[[ MATERIAL PROVIDED, beginning ]]

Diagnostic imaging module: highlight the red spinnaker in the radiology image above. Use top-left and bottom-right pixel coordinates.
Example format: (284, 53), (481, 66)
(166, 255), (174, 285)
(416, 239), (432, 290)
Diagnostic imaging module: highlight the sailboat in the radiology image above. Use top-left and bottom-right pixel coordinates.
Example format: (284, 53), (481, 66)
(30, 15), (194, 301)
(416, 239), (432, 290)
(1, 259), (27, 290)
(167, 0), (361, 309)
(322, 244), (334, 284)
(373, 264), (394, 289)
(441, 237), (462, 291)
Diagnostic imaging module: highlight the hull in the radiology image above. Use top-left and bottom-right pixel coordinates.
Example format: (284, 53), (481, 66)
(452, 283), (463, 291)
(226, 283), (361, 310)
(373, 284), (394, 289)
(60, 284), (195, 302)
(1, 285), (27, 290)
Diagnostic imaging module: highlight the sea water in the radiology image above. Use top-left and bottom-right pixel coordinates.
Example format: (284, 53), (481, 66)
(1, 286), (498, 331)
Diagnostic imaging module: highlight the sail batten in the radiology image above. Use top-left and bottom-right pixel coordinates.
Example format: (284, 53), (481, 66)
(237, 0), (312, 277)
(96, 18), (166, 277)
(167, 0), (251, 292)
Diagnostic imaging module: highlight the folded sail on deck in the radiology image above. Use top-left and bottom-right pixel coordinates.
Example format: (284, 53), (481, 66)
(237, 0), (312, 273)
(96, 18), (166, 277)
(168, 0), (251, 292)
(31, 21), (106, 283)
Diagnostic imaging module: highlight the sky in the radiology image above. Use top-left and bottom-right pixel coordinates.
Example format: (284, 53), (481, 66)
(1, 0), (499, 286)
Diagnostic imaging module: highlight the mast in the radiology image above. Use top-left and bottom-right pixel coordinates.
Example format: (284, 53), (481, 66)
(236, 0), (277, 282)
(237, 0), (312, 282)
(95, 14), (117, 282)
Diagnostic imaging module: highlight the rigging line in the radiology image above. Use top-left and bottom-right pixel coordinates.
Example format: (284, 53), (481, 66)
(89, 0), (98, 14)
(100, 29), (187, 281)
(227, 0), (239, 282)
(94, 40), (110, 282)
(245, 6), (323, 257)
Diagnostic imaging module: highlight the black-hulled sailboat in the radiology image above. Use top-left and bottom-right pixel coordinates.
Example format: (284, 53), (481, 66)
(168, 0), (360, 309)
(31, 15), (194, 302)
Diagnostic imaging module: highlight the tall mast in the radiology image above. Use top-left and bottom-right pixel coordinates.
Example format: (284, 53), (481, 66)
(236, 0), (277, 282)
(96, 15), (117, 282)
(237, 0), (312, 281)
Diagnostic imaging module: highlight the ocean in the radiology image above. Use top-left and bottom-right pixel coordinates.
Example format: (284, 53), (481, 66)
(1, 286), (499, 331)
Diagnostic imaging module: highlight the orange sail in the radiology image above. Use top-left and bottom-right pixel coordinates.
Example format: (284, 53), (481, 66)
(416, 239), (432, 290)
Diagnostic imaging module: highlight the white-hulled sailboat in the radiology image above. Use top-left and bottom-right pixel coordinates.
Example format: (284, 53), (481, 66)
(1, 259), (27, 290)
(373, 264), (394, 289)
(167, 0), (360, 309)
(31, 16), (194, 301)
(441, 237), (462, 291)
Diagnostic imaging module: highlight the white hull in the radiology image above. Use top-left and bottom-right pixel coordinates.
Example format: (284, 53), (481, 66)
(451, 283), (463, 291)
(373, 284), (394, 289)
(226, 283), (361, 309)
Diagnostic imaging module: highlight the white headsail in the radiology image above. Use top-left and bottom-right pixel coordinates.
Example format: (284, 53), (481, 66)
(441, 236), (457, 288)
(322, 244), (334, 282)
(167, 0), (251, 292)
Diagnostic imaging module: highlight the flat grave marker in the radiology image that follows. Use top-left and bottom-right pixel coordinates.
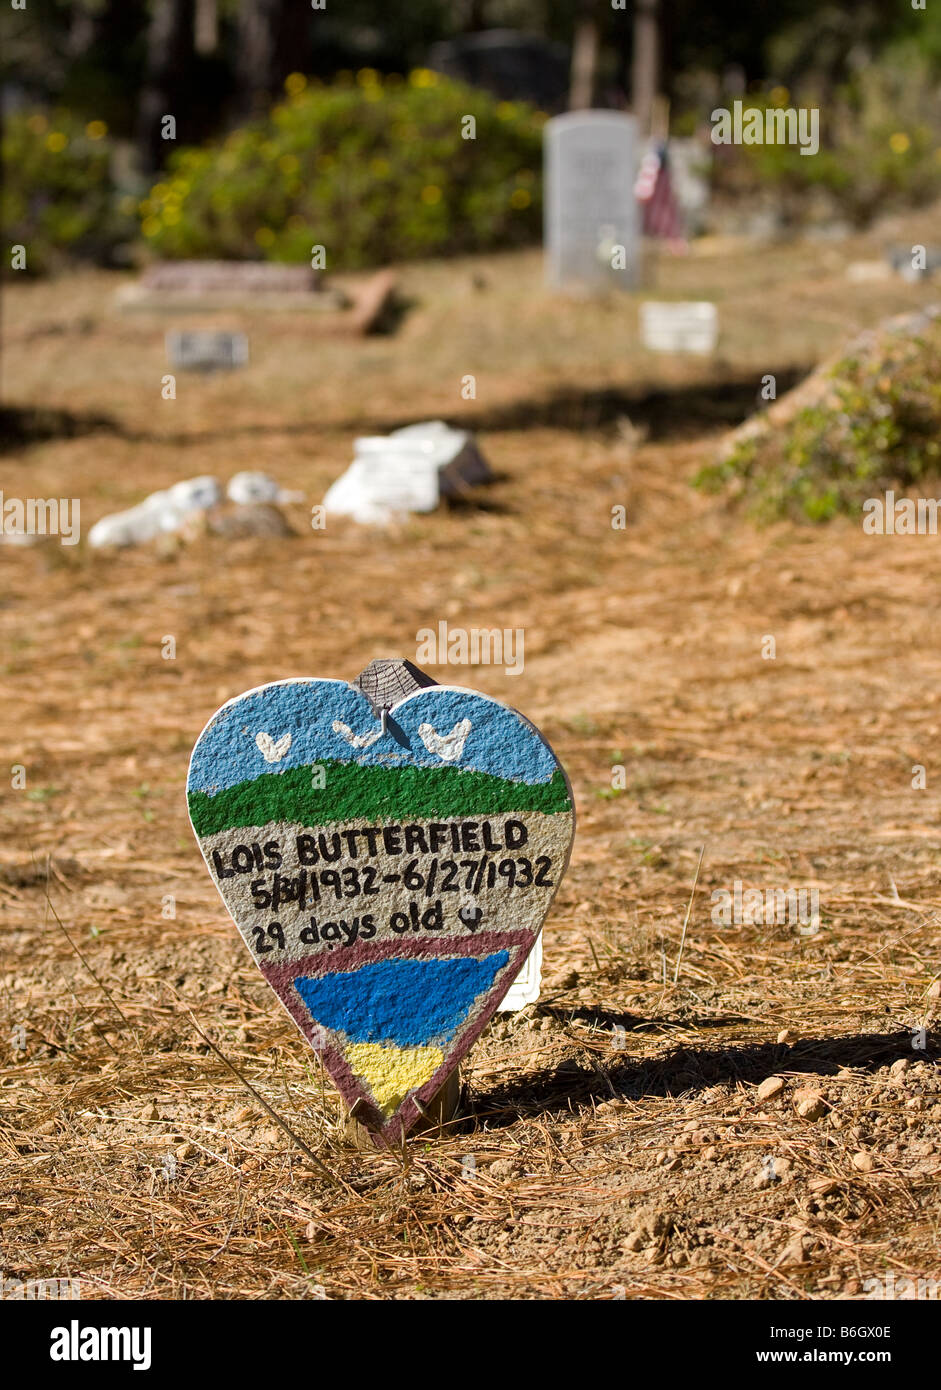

[[ MATERIAL PROVIDED, end ]]

EXERCISE DIRECTIONS
Could you return the entire listing above verbatim while dropping each picture?

RESPONSE BOX
Diagnostic imaging module: highlight the red spinnaker in the radiology image above. Use top-left and bottom-right pixel coordinates.
Example format: (284, 53), (481, 66)
(166, 255), (174, 285)
(416, 239), (432, 290)
Diagnostic imaging module: highlight the sailboat in the radiology image above. Use top-left and bottom-right pixel coordinates.
Example format: (284, 53), (481, 66)
(30, 15), (194, 301)
(416, 239), (432, 290)
(1, 259), (27, 290)
(167, 0), (361, 309)
(322, 244), (334, 284)
(373, 264), (394, 289)
(441, 237), (462, 291)
Diagnostic imaging module: highlight the hull in the radiology image above. Use top-left and bottom-right pixel coordinates.
Example format: (284, 53), (481, 66)
(452, 283), (463, 291)
(226, 283), (361, 310)
(373, 284), (394, 289)
(60, 284), (195, 302)
(1, 285), (27, 290)
Diagnostic imaging module: highlight the sea water in the radiology image above. Use top-left and bottom-right pixel coordinates.
Example format: (284, 53), (481, 66)
(1, 286), (498, 331)
Diagnostic imaging module: highlight the sail batten in the radiology image above. Use top-left and bottom-right pixel coordinates.
Example format: (284, 53), (481, 66)
(237, 0), (312, 277)
(96, 18), (166, 277)
(167, 0), (251, 292)
Diagnostic imaging module: highlight the folded sail on deck in the radiology image above. Use top-left and bottom-right pixel coordinates.
Example format: (284, 53), (481, 66)
(237, 0), (312, 273)
(96, 18), (166, 277)
(168, 0), (251, 292)
(31, 21), (106, 283)
Diagnostic imaging module: highlight the sky in the radiology image above. Use top-left and bottom-right pixel coordinates.
Example format: (284, 53), (481, 66)
(1, 0), (499, 286)
Diagnostic imaging module: highlight the mast in the radiology image above. Use top-left and bottom-right pixel coordinates.
Example format: (284, 53), (481, 66)
(236, 0), (277, 282)
(237, 0), (312, 282)
(95, 14), (117, 282)
Diagnostic imaging module: highlight the rigging line in the radiology image above. Use top-left and bottom-right pixel coordinates.
Example format: (284, 53), (481, 66)
(89, 0), (98, 14)
(100, 29), (187, 281)
(227, 0), (239, 282)
(94, 40), (110, 282)
(245, 6), (323, 257)
Diagnostic imaging module: highlight the black-hulled sailboat in the radiology image above. Use top-left and bottom-right pixel coordinates.
Example format: (284, 53), (481, 66)
(168, 0), (360, 309)
(31, 15), (194, 302)
Diagnostic imaging module: highlight the tall mast in the radiology image above. Use top-left and bottom-right pixel coordinates.
Example format: (284, 53), (481, 66)
(236, 0), (277, 282)
(96, 15), (117, 282)
(237, 0), (312, 281)
Diagnostic imaging module: highlight the ocean in the radiology image above. Use top-left and bottom-right pixel coordinates.
Example format: (284, 53), (481, 66)
(1, 286), (499, 331)
Diagnostic imaging module: highlight the orange sail in the radiology image above. Use top-left and bottom-right pixel coordinates.
Example format: (284, 53), (481, 66)
(416, 239), (432, 290)
Diagnostic imaging module: highlight the white-hulled sailboat in the radiology image above. Use top-left and bottom-right pixel coordinates.
Example format: (284, 53), (481, 66)
(1, 259), (27, 290)
(373, 264), (394, 289)
(167, 0), (360, 309)
(31, 16), (194, 301)
(441, 237), (462, 291)
Diagnostic imaging module: highlight the white hull in the radiology image above. Use top-left and bottom-right pixel coordinates.
Example format: (284, 53), (481, 66)
(451, 283), (463, 291)
(373, 284), (394, 289)
(226, 283), (361, 309)
Diagnostic imaging module: highlight the white headsail in the radiology image above. Use top-left and bottom-right pixel coordinates.
Example format: (284, 53), (481, 66)
(441, 236), (457, 288)
(322, 244), (334, 282)
(167, 0), (251, 292)
Diagnostic imaging module: highlight the flat grave marker in the radiology image that follows. Use top-left and bottom-right pixel coordinates.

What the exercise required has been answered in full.